--- Data lines ---

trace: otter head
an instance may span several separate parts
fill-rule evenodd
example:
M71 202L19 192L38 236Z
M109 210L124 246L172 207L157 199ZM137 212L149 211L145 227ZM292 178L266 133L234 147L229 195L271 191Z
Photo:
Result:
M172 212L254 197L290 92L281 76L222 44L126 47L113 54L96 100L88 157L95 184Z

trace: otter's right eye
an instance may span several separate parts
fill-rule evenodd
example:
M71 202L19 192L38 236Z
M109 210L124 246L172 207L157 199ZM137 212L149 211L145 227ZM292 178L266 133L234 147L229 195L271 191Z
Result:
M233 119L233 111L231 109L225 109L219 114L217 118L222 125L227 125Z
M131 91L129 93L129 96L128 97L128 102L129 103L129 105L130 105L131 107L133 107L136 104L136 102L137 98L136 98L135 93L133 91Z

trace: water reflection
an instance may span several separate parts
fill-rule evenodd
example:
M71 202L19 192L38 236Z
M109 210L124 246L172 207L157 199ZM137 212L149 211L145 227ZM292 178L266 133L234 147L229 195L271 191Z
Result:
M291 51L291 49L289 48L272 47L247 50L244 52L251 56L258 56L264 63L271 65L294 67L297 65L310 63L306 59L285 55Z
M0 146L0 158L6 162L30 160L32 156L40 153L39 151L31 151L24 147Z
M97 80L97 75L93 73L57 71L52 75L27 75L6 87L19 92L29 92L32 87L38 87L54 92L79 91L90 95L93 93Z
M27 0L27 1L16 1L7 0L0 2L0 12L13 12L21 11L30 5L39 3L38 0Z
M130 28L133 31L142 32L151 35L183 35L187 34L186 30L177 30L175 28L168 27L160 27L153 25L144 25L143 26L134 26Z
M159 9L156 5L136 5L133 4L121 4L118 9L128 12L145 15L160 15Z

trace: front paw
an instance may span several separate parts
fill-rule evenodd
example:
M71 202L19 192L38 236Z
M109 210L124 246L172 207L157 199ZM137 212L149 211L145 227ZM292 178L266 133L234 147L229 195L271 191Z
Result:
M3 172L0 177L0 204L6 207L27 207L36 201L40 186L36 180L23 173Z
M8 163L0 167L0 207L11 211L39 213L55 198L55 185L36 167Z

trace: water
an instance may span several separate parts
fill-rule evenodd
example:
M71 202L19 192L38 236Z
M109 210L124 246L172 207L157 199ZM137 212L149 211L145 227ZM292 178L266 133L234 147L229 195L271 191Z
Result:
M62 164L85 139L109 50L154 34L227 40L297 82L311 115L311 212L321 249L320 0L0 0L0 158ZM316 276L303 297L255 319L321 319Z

---
--- Data lines ---

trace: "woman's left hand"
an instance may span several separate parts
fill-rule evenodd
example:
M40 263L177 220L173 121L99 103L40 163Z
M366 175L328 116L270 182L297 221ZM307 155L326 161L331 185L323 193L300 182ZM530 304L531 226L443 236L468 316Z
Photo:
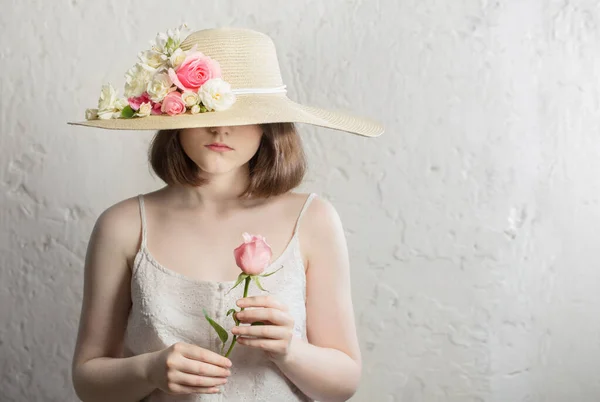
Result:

---
--- Data lines ---

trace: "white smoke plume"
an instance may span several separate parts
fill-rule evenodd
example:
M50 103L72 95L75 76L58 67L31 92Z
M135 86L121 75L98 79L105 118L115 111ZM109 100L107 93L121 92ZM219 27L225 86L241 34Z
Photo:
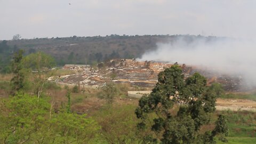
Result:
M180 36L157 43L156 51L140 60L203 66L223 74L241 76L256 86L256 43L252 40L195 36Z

---

» What needs to be done
Copy out, without any change, the part of the rows above that begins with the line containing "trace: water reflection" and ends with the line containing "M130 28L133 31L142". Include both of those lines.

» Answer for this exercise
trace: water reflection
an instance may span several separate parts
fill-rule evenodd
example:
M71 202L19 192L38 236Z
M109 210L124 246L172 207L157 199ZM137 212L149 211L145 227ZM292 178L266 133L234 147L229 195L271 191Z
Result:
M291 51L291 49L289 48L272 47L247 50L244 52L251 56L258 56L264 63L271 65L294 67L297 65L310 63L306 59L285 55Z
M0 146L0 158L6 162L30 160L32 156L40 153L39 151L31 151L24 147Z
M97 80L97 75L93 73L57 71L52 75L27 75L6 87L19 92L29 92L32 87L38 87L54 92L79 91L90 95L93 93Z
M27 0L27 1L16 1L7 0L0 2L0 12L13 12L21 11L30 5L39 3L38 0Z
M130 28L133 31L142 32L151 35L183 35L187 34L186 30L177 30L175 28L168 27L160 27L153 25L144 25L143 26L134 26Z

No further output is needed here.